Supplied passage →

+===+

I knew about PL-566 from listening to Rep. Frank Lucas, R-Okla., talk about it when he chaired the House Agriculture Committee. Clay Pope, another rural Oklahoma stalwart, had also pointed them out to me. Oklahoma is ground zero for these small flood-control structures with more than 2,100 of them scattered across the state.
So, trekking to Oklahoma in June was part of the plan. I started in Woodward, Oklahoma, and met a few amazing people. Deena Fisher, a former dean at Northwestern Oklahoma State University stuck out. I wouldn't write about Deena until late August when I needed a feature on the lack of rural grant writers.
See "Infrastructure and Rural Grant Writers" at https://www.dtnpf.com/…).
In Woodward, I shot some photos of electric car chargers. Who in Woodward, Oklahoma, drives electric vehicles? Heading east, I was at a truck stop off a rural four-lane highway and there were more electric charging stations. There was also a combine furiously harvesting winter wheat around several wind turbines right there. These were all interesting photos I knew I wouldn't use likely until much later in the year.
Another side aspect of driving through Oklahoma and listening to people tell their tales led to an article on the state's marijuana boom. I took about a dozen photos of dispensaries. Since voters passed medical marijuana, the state had licensed more marijuana growers than there are growers in the state. At least some of it is a little suspicious. And I just could not get that Merle Haggard song out of my head.
See "Oklahoma's Pot Boom Impact" at https://www.dtnpf.com/….
Along with my interest in PL-566, one reason I was in Oklahoma was the high number of minority farmers in the state. Congress had passed a debt relief provision for minority farmers back in March. There were immediate lawsuits from white farmers, and that debt relief remains gridlocked in court. Jared and Sheila Wilson, members of the Muscogee (Creek) Nation had gotten an FSA loan that was supposed to be paid off. It hasn't happened yet.

+===+

Data for analysis →
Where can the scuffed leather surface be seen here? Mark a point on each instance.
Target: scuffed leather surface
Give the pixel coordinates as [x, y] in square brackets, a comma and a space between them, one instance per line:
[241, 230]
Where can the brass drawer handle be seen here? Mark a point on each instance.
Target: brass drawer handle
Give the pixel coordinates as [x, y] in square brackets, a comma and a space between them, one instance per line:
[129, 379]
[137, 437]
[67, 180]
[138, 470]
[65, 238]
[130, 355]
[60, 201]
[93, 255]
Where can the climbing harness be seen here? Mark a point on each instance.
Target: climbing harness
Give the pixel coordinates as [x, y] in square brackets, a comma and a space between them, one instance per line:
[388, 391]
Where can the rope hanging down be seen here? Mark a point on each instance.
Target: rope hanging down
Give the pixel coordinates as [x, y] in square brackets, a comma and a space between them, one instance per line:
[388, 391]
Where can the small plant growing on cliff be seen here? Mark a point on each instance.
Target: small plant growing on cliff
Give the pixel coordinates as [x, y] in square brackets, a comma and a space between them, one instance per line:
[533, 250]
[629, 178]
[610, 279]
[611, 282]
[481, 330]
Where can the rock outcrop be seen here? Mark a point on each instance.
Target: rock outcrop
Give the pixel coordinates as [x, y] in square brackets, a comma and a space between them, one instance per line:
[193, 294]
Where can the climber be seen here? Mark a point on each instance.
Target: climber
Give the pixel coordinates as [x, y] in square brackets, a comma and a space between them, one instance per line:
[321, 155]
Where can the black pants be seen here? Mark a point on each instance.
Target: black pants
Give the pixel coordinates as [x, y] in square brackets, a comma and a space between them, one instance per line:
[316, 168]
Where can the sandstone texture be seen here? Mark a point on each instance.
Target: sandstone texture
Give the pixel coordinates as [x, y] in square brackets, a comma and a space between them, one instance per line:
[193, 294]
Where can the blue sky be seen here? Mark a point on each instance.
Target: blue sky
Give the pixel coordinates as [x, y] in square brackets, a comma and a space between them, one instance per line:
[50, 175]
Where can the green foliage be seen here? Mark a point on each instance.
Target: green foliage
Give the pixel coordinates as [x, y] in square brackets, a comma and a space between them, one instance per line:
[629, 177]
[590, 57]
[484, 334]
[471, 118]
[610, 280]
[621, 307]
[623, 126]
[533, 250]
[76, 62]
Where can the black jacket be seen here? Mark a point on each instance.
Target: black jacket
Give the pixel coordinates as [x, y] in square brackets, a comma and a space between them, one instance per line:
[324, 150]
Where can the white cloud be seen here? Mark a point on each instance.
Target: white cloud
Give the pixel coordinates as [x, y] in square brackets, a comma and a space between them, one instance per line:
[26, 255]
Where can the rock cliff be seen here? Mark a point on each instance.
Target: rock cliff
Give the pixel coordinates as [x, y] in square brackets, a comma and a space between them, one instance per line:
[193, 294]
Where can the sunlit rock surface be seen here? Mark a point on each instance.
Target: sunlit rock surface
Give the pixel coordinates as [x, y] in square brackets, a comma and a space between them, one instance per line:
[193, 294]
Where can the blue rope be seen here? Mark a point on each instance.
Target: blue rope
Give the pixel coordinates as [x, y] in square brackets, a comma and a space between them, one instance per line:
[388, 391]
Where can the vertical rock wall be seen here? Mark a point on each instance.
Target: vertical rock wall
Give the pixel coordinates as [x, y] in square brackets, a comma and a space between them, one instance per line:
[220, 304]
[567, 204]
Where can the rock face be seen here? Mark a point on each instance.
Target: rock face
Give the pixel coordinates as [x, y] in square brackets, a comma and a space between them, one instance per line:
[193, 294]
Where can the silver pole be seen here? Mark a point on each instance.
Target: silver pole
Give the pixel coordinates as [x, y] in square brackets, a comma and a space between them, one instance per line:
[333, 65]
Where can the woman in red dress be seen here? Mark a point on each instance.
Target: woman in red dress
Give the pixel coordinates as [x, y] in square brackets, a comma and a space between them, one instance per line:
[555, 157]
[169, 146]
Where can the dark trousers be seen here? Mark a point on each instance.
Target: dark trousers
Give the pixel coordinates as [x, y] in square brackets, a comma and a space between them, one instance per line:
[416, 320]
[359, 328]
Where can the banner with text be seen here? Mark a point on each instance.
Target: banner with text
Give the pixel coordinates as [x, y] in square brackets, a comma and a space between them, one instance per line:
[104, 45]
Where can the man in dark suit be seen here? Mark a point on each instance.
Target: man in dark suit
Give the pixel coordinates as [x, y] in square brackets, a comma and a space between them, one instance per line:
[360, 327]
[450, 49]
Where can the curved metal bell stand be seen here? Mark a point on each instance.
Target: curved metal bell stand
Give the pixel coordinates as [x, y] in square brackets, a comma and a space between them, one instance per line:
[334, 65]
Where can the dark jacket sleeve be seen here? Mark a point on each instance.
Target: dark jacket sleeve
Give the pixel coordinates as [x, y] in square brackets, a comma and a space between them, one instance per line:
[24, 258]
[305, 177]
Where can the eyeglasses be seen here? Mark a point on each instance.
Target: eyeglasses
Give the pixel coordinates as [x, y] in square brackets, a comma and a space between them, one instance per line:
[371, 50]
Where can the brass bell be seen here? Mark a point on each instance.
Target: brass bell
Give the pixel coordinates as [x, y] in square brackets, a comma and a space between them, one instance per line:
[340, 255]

+===+

Exercise requirements →
(a) According to the Oklahoma trip passage, how many small flood-control structures are scattered across Oklahoma?
(b) Quote the Oklahoma trip passage from "So, trekking to" to "rural grant writers.".

Your responses →
(a) More than 2,100.

(b)
So, trekking to Oklahoma in June was part of the plan. I started in Woodward, Oklahoma, and met a few amazing people. Deena Fisher, a former dean at Northwestern Oklahoma State University stuck out. I wouldn't write about Deena until late August when I needed a feature on the lack of rural grant writers.